[Items from a dataset]
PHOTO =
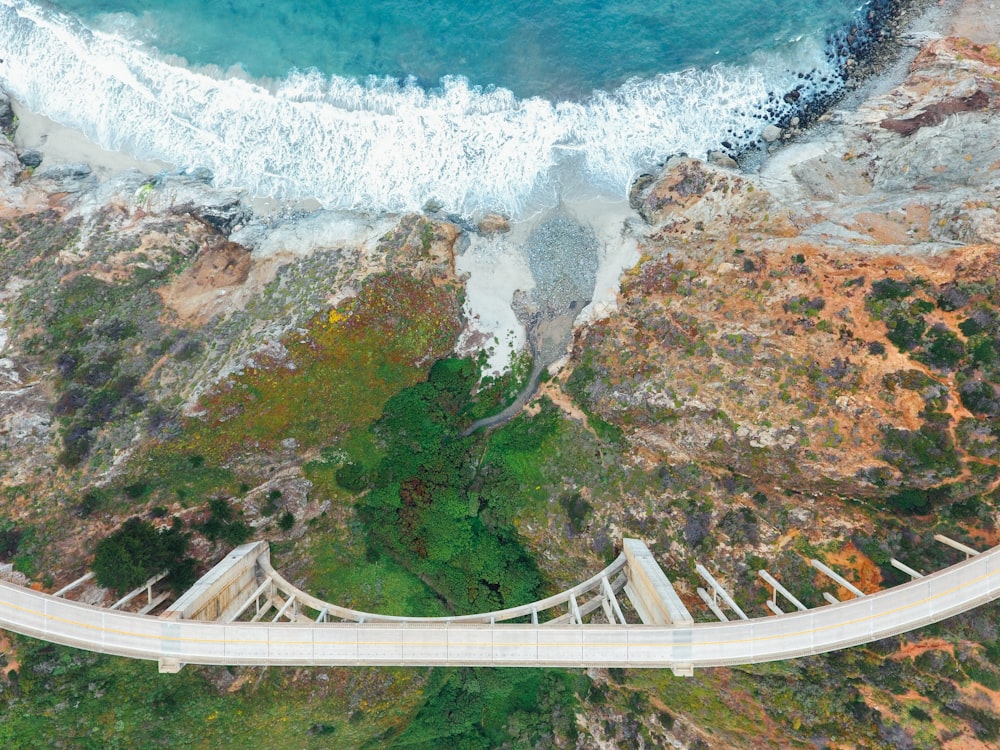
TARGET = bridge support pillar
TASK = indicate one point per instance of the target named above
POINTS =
(648, 589)
(224, 589)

* What to do *
Write out every line of the records again, leaving out the pictures, with each point coordinate multiplied by 0.75 and rounded to a whole number (halves round up). Keep all other text as it is.

* Answer to this task *
PHOTO =
TARGET = bridge support pillar
TASK = indicate one point per instance of the target named above
POINTS =
(486, 442)
(168, 442)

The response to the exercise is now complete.